# Start of EXCERPT TO READ

"The history of Eureka lies in its future." - Lambert Molinelli, 1878

DISCLOSURE

The author/editor of the Eureka Miner owns common shares of local mining stocks, General Moly (GMO), McEwen Ming (MUX) and Newmont Mining (NEM); together with benchmark miner Freeport-McMoRan (FCX). Please do your own research, markets can turn on you faster than a feral cat.

Wednesday, August 19, 2009

Dashboard Lights for Eureka



Morning Miners!

It is 5:51 AM, grab a cup and let me introduce you to a new feature for the Report. If you'll look directly to your right there is a Eureka Outlook Dashboard with five indicator lights. Today we're all green. The five lights represent aspects of Eureka's near term future that we've talked about before (Back to Basics for Eureka's Outlook). Admittedly there is a mining emphasis here but some of these lights directly impact other important aspects of our local economy, namely ranching and farming. Let's list them again and then come up with some trip levels that would turn a green light to a warning color (yellow or red):

Commodity reflation intact
Stable credit and equity markets
Low inflation for the next 6-12 months
Positive trend for gold and molybdenum prices
Continued investor confidence in Barrick and General Moly

Our old friend copper is probably one of the best metals to gauge whether commodity reflation is alive and well. For example, domestic demand for copper will grow as our housing industry recovers. It's still a little early to call that but China's demand for copper and other raw materials has caused a surprising rise in prices in the global markets. If copper drops below $2.50 we've got a "yellow" light and any movement below $2.00 is a definite "red". There is also danger on the upside for certain commodities such as oil since they can put a hole in your wallet and drive production costs for our miners. We're near a tipping point with oil at $70. If we start heading for $80 this summer (i.e. reflation turning to inflation), the ole Colonel will turn on a check engine light. There is some room for debate here but you can be sure that if I turn on a light other than green, we'll talk about it that morning. You can be the judge of whether we pull the car to the side of the road or keep on cruising.


Credit and equity markets appear to be stabilizing after a bruising start this year. At the end of each month, the Report looks at national averages for consumer credit (home mortgage, car loans etc.) as well as savings rates (money markets, CDs). We always bring John Wayne along for these articles to keep the financial scalawags on their toes (The Duke Returns, Recession Heads for the Backdoor). If anything goes south in the between time, you can bet I'll throw up a color other than sage brush green.

# End of EXCERPT TO READ

- WHAT TO WORK ON -
1. Quote the Eureka dashboard post exactly from "The author/editor of" to "Morning Miners!".
2. Write the next part of the Eureka dashboard post, continuing on from its final sentence.

# Start of DATASET

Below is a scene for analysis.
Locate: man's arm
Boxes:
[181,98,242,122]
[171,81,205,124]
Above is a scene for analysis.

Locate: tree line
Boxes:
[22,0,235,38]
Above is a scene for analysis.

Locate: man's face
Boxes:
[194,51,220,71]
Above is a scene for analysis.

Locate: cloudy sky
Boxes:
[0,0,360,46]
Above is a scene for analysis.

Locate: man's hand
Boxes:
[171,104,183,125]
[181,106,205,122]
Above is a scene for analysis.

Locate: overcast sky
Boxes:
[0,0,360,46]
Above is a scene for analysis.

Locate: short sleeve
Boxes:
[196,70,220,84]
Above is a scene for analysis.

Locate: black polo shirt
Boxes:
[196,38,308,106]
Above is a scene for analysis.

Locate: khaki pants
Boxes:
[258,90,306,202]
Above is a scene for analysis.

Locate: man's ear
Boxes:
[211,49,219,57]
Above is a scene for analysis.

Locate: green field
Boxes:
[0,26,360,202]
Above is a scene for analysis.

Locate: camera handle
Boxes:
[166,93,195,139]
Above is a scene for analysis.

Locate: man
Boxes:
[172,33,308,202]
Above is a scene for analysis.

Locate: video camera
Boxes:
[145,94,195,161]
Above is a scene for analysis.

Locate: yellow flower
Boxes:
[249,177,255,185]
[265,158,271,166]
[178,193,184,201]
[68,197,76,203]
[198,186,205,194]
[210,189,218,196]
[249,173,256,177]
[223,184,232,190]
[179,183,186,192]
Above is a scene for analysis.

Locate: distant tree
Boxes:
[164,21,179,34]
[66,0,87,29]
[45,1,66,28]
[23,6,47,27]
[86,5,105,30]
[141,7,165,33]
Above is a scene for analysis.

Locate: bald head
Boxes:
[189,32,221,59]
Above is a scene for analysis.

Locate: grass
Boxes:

# End of DATASET

- RESULTS FOR THE EXERCISE -
1.
The author/editor of the Eureka Miner owns common shares of local mining stocks, General Moly (GMO), McEwen Ming (MUX) and Newmont Mining (NEM); together with benchmark miner Freeport-McMoRan (FCX). Please do your own research, markets can turn on you faster than a feral cat.

Wednesday, August 19, 2009

Dashboard Lights for Eureka



Morning Miners!

2.
The stock markets are beginning to be a little dicey after a healthy run up from March. I'm keeping the green light on as long as we stay in a range (i.e. S&P 500 trading above 970). If things start to drop out (S&P below 970), Katy bar the door! The Colonel prefers the S&P 500 to the Dow Jones simply because 500 of America's best companies is a more reliable gauge of economic health than 30.

Inflation is nothing to worry about for the near term (6-12 months). Whether all our money printing leads to hyper-inflation someday is another story and you can bet I've got my eye on both. The unadjusted Consumer Price Index (CPI) was just reported to be down 2.1% from last July so for now, we're solid green buckaroos.

Molybdenum has been a champ lately coming up steadily from a sub-$8 low in March to $18.25 presently. General Moly has a calculation on their Website that shows that once Mt. Hope is in production their operational cost estimate is $5.32 per pound assuming $80 oil. For good measure, I'd like to see moly stay above $16.50 for a green light (Moly Hits Magic Number, Dr. Doom Speaks to Miners). For gold I'm still a bull although there are some downward pressures arising which will be discussed in a future blog. For now let's say a green light stays on for any price above $920 (roughly the year-to-date average).

Investors have been kind to both Barrick (ABX) and General Moly (GMO) this spring and early summer although there have been some downturns in share price lately. For green lights, I think we need to keep ABX above $30 and GMO above $2. The Eureka Grubstake Portfolio is a good barometer for overall investor confidence in the commodity space since it represents 12 companies that directly or indirectly contribute to Eureka's future (The Eureka Miner's Million Dollar Grubstake). Let's keep the Portfolio in the black for a green light (i.e. greater than the original $1,000,000 investment).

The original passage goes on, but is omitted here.